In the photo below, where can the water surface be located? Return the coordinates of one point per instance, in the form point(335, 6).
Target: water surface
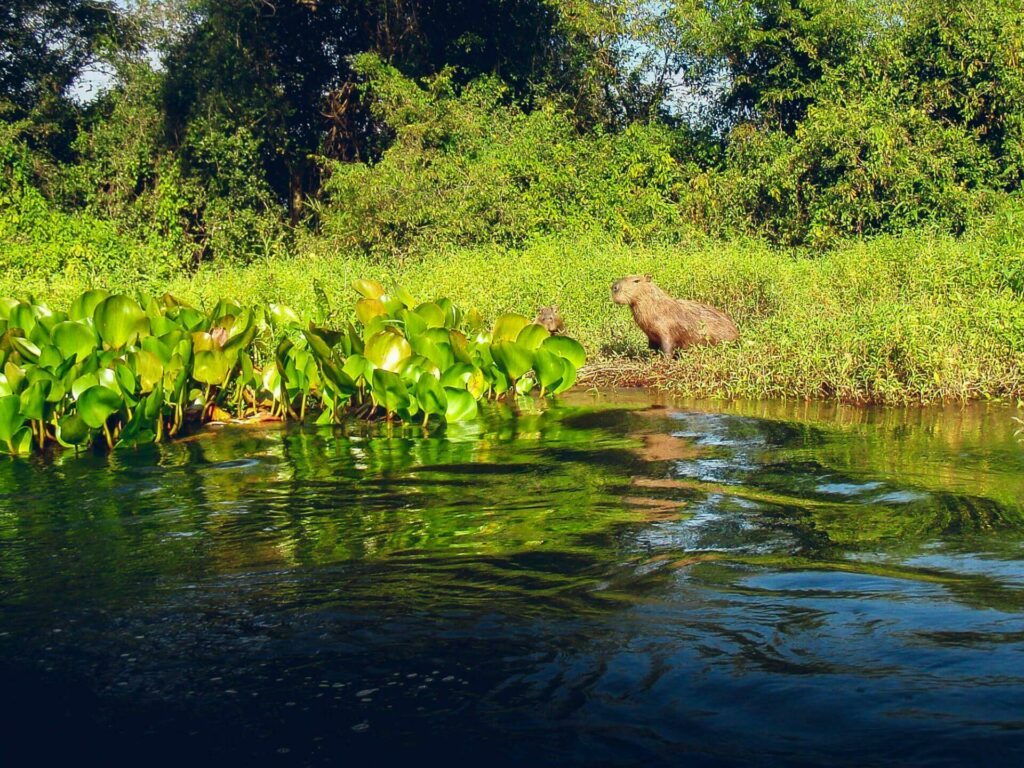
point(608, 581)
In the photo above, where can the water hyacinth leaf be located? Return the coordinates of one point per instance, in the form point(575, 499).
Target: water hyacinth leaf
point(84, 306)
point(568, 378)
point(415, 325)
point(49, 357)
point(211, 367)
point(96, 404)
point(438, 353)
point(371, 289)
point(387, 349)
point(457, 376)
point(126, 379)
point(507, 327)
point(109, 379)
point(75, 339)
point(158, 348)
point(119, 321)
point(15, 376)
point(549, 368)
point(430, 395)
point(82, 383)
point(390, 391)
point(461, 406)
point(26, 348)
point(241, 334)
point(10, 417)
point(512, 358)
point(72, 430)
point(567, 348)
point(531, 336)
point(358, 368)
point(367, 309)
point(7, 304)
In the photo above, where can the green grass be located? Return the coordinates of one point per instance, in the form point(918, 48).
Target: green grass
point(894, 320)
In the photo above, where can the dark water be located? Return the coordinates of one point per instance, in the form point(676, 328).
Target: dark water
point(595, 583)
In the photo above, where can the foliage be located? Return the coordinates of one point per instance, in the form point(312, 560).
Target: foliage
point(416, 359)
point(466, 168)
point(112, 369)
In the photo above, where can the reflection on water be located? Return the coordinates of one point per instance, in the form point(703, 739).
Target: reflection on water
point(599, 582)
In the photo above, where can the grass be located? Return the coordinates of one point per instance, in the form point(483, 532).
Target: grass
point(895, 320)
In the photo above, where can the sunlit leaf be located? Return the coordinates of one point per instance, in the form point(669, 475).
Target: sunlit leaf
point(96, 404)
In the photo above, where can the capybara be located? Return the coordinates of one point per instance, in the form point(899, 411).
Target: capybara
point(550, 318)
point(672, 324)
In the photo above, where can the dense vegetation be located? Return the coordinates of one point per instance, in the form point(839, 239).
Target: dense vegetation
point(842, 175)
point(113, 370)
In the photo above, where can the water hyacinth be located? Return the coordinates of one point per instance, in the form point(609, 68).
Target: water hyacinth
point(114, 371)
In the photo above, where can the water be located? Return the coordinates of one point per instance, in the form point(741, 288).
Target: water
point(604, 582)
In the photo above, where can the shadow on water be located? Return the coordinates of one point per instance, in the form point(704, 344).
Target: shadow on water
point(604, 581)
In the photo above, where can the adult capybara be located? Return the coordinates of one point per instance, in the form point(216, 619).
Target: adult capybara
point(550, 318)
point(672, 324)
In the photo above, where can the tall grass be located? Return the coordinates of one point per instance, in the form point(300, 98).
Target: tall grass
point(896, 320)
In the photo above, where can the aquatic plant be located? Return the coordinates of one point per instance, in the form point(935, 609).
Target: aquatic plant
point(413, 359)
point(119, 372)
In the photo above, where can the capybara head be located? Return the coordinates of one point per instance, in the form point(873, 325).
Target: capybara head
point(626, 290)
point(550, 318)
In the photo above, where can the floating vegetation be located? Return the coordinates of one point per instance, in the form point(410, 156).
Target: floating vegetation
point(115, 371)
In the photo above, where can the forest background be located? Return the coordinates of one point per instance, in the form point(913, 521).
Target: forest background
point(843, 176)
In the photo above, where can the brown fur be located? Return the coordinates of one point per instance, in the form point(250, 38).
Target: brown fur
point(672, 324)
point(550, 318)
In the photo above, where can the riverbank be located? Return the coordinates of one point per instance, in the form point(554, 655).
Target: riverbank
point(895, 320)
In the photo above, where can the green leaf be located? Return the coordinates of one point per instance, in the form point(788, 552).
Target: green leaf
point(148, 369)
point(566, 348)
point(72, 430)
point(119, 321)
point(10, 417)
point(34, 399)
point(390, 390)
point(82, 383)
point(549, 368)
point(387, 349)
point(461, 406)
point(96, 404)
point(211, 367)
point(26, 348)
point(512, 358)
point(531, 336)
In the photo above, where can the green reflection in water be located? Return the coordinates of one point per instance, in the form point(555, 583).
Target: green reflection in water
point(581, 505)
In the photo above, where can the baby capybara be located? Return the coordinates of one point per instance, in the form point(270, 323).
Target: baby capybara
point(550, 318)
point(672, 324)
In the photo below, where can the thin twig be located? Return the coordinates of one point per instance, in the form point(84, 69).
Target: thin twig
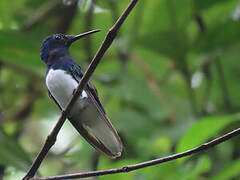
point(133, 167)
point(101, 51)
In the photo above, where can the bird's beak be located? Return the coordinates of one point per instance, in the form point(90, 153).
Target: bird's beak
point(72, 39)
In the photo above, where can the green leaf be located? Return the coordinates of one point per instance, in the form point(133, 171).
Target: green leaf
point(202, 130)
point(11, 153)
point(231, 171)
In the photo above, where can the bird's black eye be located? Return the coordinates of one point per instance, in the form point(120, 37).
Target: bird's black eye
point(57, 37)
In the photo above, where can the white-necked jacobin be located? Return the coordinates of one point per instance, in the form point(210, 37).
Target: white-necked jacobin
point(87, 115)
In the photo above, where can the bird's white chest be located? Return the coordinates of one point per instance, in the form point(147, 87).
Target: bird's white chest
point(61, 86)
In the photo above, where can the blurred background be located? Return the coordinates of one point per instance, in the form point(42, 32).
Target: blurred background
point(169, 82)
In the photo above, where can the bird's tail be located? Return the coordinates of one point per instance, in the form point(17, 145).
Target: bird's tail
point(96, 128)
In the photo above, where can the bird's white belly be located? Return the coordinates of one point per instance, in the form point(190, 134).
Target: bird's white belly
point(61, 86)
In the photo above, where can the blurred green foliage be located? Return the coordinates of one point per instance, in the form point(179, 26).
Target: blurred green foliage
point(169, 82)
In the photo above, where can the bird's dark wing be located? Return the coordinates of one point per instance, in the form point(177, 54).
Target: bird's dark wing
point(93, 124)
point(77, 75)
point(51, 96)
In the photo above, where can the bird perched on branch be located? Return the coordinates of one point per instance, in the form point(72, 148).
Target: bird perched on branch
point(87, 114)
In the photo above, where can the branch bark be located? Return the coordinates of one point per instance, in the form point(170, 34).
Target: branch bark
point(133, 167)
point(112, 33)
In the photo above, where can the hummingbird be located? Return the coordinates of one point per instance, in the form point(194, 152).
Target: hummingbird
point(87, 114)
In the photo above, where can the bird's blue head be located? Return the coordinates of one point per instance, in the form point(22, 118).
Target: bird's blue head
point(59, 42)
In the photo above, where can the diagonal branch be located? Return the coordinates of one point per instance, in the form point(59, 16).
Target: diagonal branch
point(112, 33)
point(133, 167)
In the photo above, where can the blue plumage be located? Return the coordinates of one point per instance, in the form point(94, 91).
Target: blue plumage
point(87, 115)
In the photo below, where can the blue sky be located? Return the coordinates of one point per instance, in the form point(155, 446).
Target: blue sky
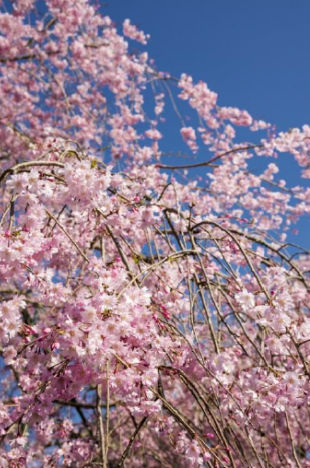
point(254, 54)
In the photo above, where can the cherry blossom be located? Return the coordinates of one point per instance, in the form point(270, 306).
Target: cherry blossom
point(149, 315)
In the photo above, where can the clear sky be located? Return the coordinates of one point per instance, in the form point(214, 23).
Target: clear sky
point(254, 54)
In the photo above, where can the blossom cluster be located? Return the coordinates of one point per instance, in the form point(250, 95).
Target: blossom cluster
point(144, 320)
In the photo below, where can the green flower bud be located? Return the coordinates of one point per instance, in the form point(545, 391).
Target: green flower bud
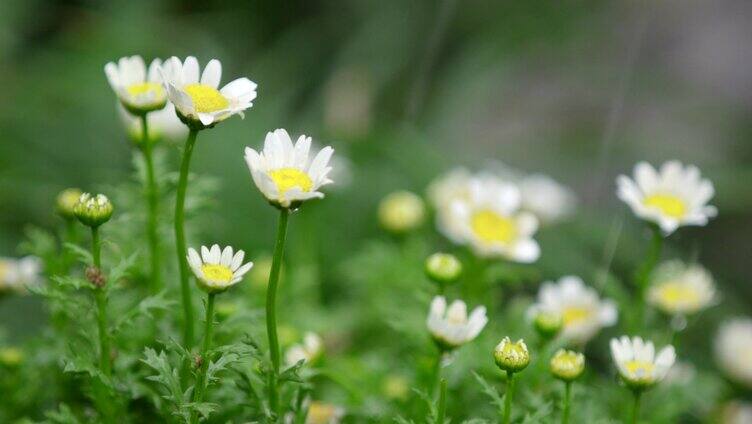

YOUR OBJECTIVE:
Set out all of the material above as a numbered list, one line per item, with blank lines omitted. Leave the pictures out of the answer.

THE COMPLETED TASK:
1. In the photo below, where can the water surface be located? Return the coordinates of one point per instance, in the form point(335, 6).
2. Target: water surface
3. point(608, 581)
4. In the photo above, where can the water hyacinth leaf be located? Return the coordinates of one point per instance, in the form point(575, 499).
5. Target: water hyacinth leaf
6. point(84, 306)
7. point(568, 378)
8. point(415, 325)
9. point(49, 357)
10. point(211, 367)
11. point(96, 404)
12. point(438, 353)
13. point(371, 289)
14. point(387, 349)
15. point(457, 376)
16. point(126, 379)
17. point(507, 327)
18. point(109, 379)
19. point(75, 339)
20. point(158, 348)
21. point(119, 321)
22. point(15, 376)
23. point(549, 368)
24. point(430, 395)
25. point(82, 383)
26. point(390, 391)
27. point(461, 406)
28. point(26, 348)
29. point(241, 334)
30. point(10, 417)
31. point(512, 358)
32. point(72, 430)
33. point(567, 348)
34. point(531, 336)
35. point(358, 368)
36. point(367, 309)
37. point(7, 304)
38. In the photo above, where can the green grass be located? Return the coordinates of one point per instance, in the form point(918, 48).
39. Target: green grass
40. point(894, 320)
41. In the photo above, where can the dark water be located? Return the coordinates of one point per instance, in the form point(676, 328).
42. Target: dark water
43. point(595, 583)
44. In the photo above, where can the foliage be located? Return the coordinates of one point per instance, in the form point(312, 560).
45. Target: foliage
46. point(416, 359)
47. point(466, 168)
48. point(112, 369)
49. In the photo above, where can the reflection on water be located? Return the coordinates of one point per instance, in the form point(703, 739).
50. Target: reflection on water
51. point(599, 582)
52. In the photo above, where can the grass be located? Return the coordinates of one point per instance, in the form point(483, 532).
53. Target: grass
54. point(895, 320)
55. In the photo above, where can the sunlit leaf be located? Return the coordinates of one point per instance, in the form point(669, 475).
56. Target: sunlit leaf
57. point(96, 404)
58. In the photo above, where can the capybara be located? Return the coordinates of one point per instance, in the form point(899, 411).
59. Target: capybara
60. point(550, 318)
61. point(672, 324)
62. In the photo above, where can the dense vegetation be located? Return the coordinates of one point per instance, in the form point(839, 239).
63. Target: dense vegetation
64. point(842, 175)
65. point(113, 370)
66. In the photo above, where can the water hyacinth be located? Return the coordinates of one point per instance, in the form point(609, 68).
67. Target: water hyacinth
68. point(114, 371)
69. In the photo above, where can the water be located? Return the coordinates of one point per instance, in the form point(741, 288).
70. Target: water
71. point(604, 582)
72. In the photo above, where can the shadow on water be located? Return the coordinates of one point per instance, in the form point(704, 344).
73. Target: shadow on water
74. point(604, 581)
75. In the photo above, where can the adult capybara be located? Return the coordinates of one point per instance, in the form point(216, 619).
76. Target: adult capybara
77. point(550, 318)
78. point(672, 324)
79. In the photo above, where can the tall grass be located? Return the coordinates of one point per instance, in the form point(300, 98).
80. Target: tall grass
81. point(896, 320)
82. In the photo above, where can the aquatic plant be located? Return the coordinates of one point per instance, in the form point(935, 609).
83. Target: aquatic plant
84. point(413, 359)
85. point(119, 372)
86. In the photo above, where can the capybara head be located? Return the coordinates of one point per instance, in the form point(873, 325).
87. Target: capybara head
88. point(626, 290)
89. point(550, 318)
90. In the photo above, where can the floating vegetation be located? Return the coordinates of one point per instance, in the form point(410, 156).
91. Target: floating vegetation
92. point(115, 371)
93. In the photo above, where can the forest background be located? Return the coordinates of one point per instance, in the form point(913, 521).
94. Target: forest background
95. point(843, 176)
96. In the photo above, where can the brown fur be located? Return the coordinates of one point per instance, in the form point(250, 38).
97. Target: brown fur
98. point(672, 324)
99. point(550, 318)
100. In the photo above, where can the riverbank be located? Return the coordinates of one point per instance, in the form point(554, 655).
101. Target: riverbank
102. point(895, 320)
103. In the photo above, where can the green leaf be located? Return the coordinates of one point per instance, in the form point(788, 552).
104. Target: green leaf
105. point(148, 369)
106. point(566, 348)
107. point(72, 430)
108. point(119, 321)
109. point(10, 417)
110. point(34, 399)
111. point(390, 390)
112. point(82, 383)
113. point(549, 368)
114. point(387, 349)
115. point(461, 406)
116. point(96, 404)
117. point(211, 367)
118. point(26, 348)
119. point(512, 358)
120. point(531, 336)
121. In the photo above, where can the green reflection in water be located? Return the coordinates of one point per instance, in the form point(555, 583).
122. Target: green reflection in water
123. point(581, 505)
124. In the photo above, where can the baby capybara be located? Return the coordinates of one point per instance, in the form point(270, 323).
125. Target: baby capybara
126. point(550, 318)
127. point(672, 324)
128. In the photo below, where can the thin twig be located? Return the coordinates of one point per instance, in the form point(84, 69).
129. Target: thin twig
130. point(133, 167)
131. point(101, 51)
132. In the photo above, where can the bird's beak be located? Return the coordinates of one point per instance, in the form point(90, 153).
133. Target: bird's beak
134. point(72, 39)
135. In the photo above, where can the green leaf be located? Return the coordinates of one point per instance, in the form point(133, 171).
136. Target: green leaf
137. point(202, 130)
138. point(11, 153)
139. point(231, 171)
140. In the photo above, where can the bird's black eye be located? Return the coordinates of one point per instance, in the form point(120, 37).
141. Target: bird's black eye
142. point(57, 37)
143. In the photo above, where can the white-necked jacobin be located? Return the coordinates of one point per instance, in the form point(210, 37).
144. Target: white-necked jacobin
145. point(87, 115)
146. In the photo above, where can the bird's white chest be located? Return the coordinates of one point per instance, in the form point(147, 87).
147. Target: bird's white chest
148. point(61, 86)
149. In the photo above, where can the blurred background be located? Return the coordinates of one point per instance, in the form point(42, 32).
150. Target: blurred background
151. point(169, 82)
152. In the photo above, where can the bird's tail be located? Return the coordinates of one point per instance, in the form point(17, 145).
153. Target: bird's tail
154. point(96, 128)
155. In the photo above, where can the bird's white belly be located? Return the coordinates of one point per instance, in the form point(190, 134).
156. Target: bird's white belly
157. point(61, 86)
158. In the photo above, where can the blurred green foliage be located? Return the coordinates of one point per instance, in the form point(179, 26).
159. Target: blurred green foliage
160. point(169, 82)
161. In the photo above, where can the bird's dark wing be located? Return the coordinates of one point per instance, in the form point(177, 54).
162. Target: bird's dark wing
163. point(93, 124)
164. point(77, 75)
165. point(51, 96)
166. In the photo above, where can the bird perched on branch be located? Return the coordinates of one point per instance, in the form point(72, 148).
167. Target: bird perched on branch
168. point(87, 114)
169. In the photo above, where can the branch bark be located? Return the coordinates of one point per instance, in the form point(170, 34).
170. Target: branch bark
171. point(133, 167)
172. point(112, 33)
173. In the photo above, where can the hummingbird be located? Return the coordinates of one point per instance, in the form point(194, 152).
174. Target: hummingbird
175. point(87, 114)
176. In the photo above, where can the bird's blue head be located? Return the coordinates of one point per instance, in the form point(22, 118).
177. Target: bird's blue head
178. point(59, 42)
179. In the photo above, where can the diagonal branch be located? Return the coordinates of one point per instance, in the form point(59, 16).
180. Target: diagonal branch
181. point(112, 33)
182. point(133, 167)
183. In the photo above, where can the blue plumage be located? Return the coordinates of one point per instance, in the form point(94, 91).
184. Target: blue plumage
185. point(87, 115)
186. In the photo below, where can the blue sky be located? Return the coordinates of one point per instance, in the form point(155, 446).
187. Target: blue sky
188. point(254, 54)
189. In the photo above, where can the cherry blossom be located? Return the coordinates of one point per instance, in the form point(270, 306).
190. Target: cherry blossom
191. point(149, 315)
192. In the photo above, where can the clear sky be located? Return the coordinates of one point per instance, in the form point(214, 23).
193. Target: clear sky
194. point(254, 54)
195. In the photo above, where can the blossom cluster be located? Return the coordinates of one point per instance, in the form point(250, 95).
196. Target: blossom cluster
197. point(144, 320)
198. In the photo below, where can the green flower bud be located? Return the coordinates of one point per instance, in the form point(545, 391).
199. Target: green flower bud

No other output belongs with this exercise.